Data supplied:

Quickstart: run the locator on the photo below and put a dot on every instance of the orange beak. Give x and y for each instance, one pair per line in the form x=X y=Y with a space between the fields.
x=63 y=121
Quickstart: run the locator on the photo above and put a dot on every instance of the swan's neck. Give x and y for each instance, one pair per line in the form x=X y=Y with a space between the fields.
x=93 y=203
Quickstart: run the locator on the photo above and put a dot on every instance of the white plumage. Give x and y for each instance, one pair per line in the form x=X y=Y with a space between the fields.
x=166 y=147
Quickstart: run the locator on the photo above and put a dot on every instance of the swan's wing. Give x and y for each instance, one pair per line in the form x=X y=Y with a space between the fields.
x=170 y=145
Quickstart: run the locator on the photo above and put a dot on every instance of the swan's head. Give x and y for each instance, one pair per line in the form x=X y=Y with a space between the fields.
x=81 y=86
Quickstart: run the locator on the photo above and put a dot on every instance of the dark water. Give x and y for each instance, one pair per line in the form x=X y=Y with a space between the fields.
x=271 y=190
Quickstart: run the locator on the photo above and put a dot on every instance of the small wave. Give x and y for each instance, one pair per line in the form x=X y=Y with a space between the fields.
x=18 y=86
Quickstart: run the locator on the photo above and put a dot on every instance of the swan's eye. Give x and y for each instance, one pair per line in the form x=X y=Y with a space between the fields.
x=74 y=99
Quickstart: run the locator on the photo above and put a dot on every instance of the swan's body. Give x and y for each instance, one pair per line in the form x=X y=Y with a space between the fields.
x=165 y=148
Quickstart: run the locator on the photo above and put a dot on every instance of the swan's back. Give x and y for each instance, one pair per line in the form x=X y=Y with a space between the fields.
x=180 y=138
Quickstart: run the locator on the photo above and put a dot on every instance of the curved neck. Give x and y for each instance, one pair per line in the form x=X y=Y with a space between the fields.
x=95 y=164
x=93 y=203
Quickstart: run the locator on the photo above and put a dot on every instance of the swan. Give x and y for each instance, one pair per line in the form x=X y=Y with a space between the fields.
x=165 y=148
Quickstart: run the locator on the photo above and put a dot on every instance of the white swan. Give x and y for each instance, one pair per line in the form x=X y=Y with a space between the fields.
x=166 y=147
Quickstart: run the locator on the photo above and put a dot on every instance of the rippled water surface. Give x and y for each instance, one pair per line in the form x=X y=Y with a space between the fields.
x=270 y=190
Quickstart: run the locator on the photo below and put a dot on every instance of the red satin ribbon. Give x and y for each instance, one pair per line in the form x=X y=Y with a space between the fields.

--

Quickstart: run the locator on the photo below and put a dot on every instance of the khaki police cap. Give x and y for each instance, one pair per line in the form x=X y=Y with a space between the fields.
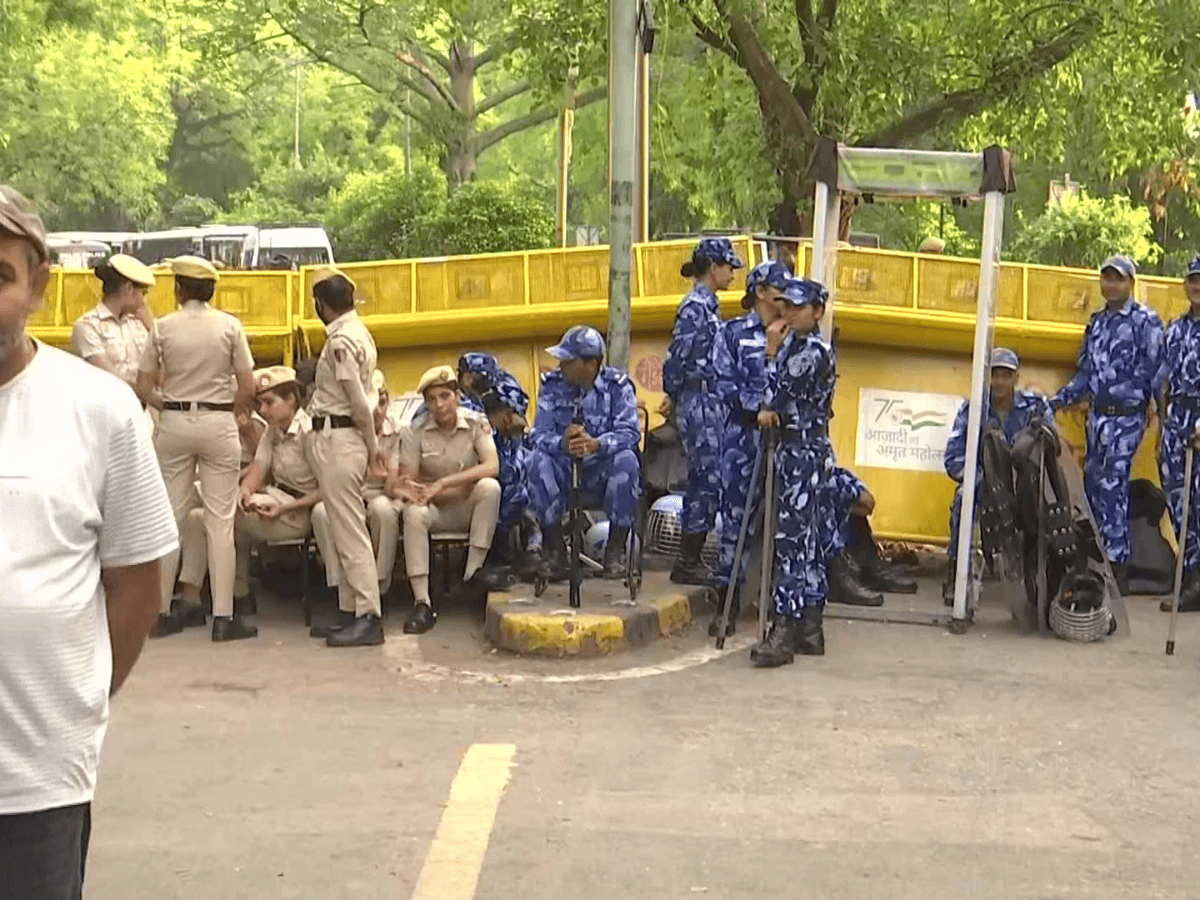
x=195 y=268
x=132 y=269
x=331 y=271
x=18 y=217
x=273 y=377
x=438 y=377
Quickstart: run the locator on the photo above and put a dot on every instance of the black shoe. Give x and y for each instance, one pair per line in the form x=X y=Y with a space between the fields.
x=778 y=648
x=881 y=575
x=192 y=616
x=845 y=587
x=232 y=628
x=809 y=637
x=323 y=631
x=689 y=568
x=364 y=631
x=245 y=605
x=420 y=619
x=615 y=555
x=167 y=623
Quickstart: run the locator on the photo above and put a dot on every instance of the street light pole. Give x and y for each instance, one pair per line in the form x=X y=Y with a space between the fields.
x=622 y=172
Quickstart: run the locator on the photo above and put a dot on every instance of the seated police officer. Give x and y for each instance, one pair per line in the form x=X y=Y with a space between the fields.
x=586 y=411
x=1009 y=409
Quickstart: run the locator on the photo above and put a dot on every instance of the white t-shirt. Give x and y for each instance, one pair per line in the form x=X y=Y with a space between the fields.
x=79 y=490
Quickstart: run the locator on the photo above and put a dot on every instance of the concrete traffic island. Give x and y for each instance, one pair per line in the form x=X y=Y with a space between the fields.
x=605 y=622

* * *

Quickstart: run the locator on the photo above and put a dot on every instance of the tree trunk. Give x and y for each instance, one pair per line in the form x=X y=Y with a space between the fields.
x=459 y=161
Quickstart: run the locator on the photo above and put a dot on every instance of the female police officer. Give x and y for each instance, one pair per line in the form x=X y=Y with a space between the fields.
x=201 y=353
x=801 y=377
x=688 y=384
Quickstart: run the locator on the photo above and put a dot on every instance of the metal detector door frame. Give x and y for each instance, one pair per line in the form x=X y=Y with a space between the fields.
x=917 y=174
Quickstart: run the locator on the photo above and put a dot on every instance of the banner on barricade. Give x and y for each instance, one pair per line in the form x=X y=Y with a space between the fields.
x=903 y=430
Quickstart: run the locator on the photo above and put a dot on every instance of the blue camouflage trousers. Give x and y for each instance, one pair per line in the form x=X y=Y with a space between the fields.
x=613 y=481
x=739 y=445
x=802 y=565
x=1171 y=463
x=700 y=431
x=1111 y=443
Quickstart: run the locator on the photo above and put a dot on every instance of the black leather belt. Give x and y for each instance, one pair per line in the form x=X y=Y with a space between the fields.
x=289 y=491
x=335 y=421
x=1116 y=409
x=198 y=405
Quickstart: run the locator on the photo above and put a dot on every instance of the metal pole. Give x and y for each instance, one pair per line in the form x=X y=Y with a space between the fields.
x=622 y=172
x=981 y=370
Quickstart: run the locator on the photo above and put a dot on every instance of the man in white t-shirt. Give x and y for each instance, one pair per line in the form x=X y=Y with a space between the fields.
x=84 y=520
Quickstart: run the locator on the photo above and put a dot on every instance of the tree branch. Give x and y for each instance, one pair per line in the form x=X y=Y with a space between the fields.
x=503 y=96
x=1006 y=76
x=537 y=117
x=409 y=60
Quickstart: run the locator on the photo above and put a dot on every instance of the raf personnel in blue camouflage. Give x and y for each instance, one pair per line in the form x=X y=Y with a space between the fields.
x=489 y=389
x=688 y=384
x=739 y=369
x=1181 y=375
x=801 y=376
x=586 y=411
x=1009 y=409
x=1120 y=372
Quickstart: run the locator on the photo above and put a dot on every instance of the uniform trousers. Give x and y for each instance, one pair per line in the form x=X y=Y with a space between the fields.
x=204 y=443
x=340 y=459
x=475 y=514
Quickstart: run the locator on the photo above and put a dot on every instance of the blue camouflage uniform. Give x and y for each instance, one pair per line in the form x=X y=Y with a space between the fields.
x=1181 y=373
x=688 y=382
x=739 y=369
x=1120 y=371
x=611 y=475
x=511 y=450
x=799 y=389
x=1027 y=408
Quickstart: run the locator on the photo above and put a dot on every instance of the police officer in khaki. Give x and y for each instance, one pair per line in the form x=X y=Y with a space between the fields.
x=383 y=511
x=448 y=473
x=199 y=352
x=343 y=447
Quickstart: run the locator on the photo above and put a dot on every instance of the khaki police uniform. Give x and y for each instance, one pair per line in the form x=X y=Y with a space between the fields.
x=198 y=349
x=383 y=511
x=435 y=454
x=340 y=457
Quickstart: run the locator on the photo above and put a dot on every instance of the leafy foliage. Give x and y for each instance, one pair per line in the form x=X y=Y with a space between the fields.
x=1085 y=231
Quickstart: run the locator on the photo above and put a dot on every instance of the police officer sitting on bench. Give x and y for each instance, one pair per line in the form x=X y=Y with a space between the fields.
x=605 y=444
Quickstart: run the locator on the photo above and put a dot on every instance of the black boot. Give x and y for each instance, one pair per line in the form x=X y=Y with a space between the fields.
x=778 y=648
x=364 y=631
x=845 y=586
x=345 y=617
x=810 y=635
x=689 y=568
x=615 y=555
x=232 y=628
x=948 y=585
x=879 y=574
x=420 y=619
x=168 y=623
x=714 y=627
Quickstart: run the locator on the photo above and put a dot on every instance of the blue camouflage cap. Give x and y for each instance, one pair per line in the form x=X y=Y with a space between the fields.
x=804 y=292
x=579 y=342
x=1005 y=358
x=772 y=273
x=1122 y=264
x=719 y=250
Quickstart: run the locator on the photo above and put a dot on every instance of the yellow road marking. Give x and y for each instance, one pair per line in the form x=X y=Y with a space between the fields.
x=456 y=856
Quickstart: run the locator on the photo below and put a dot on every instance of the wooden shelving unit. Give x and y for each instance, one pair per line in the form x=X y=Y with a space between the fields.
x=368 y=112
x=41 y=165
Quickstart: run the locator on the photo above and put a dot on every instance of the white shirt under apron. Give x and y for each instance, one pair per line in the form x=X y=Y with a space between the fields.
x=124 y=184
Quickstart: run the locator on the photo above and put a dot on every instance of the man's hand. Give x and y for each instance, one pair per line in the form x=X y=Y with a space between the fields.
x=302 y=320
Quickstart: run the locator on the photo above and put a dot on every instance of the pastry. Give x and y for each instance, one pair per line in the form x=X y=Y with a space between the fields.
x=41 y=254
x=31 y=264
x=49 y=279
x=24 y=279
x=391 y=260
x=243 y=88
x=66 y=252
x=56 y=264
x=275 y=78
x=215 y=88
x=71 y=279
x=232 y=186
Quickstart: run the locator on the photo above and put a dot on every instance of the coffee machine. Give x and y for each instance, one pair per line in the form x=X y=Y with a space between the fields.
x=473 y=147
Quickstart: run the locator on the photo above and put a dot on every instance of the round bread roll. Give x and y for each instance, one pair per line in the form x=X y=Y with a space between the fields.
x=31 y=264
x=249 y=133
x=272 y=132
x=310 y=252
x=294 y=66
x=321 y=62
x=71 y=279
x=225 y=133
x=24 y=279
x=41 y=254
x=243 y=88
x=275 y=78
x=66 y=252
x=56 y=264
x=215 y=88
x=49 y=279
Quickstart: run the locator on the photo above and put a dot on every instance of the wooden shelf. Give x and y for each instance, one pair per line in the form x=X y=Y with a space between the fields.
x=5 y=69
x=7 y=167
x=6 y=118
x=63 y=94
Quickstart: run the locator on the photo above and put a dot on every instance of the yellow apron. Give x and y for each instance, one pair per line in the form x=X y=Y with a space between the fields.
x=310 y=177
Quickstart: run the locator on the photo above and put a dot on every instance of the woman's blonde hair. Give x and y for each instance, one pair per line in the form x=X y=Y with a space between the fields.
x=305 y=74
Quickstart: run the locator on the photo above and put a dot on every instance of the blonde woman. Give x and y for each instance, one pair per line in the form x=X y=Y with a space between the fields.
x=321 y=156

Action item: In the material above, locate the line containing "the white swan." and the line containing "the red satin". Transcribe exactly those two lines and every line between them, and nothing more.

Reply:
Quickstart: run the locator on the photo above and put a dot on every instance of the white swan. Give x and y for each instance, one pair per line in the form x=X y=Y with a space between the fields.
x=166 y=147
Quickstart: run the locator on the photo above and put a dot on every instance of the rippled water surface. Give x and y for each instance, one pair per line in the form x=X y=Y with a space between the fields.
x=270 y=190
Quickstart: run the locator on the photo below and put a dot on every instance of the red satin ribbon. Give x and y for each instance, one pair per line in the form x=X y=Y with a space between the fields.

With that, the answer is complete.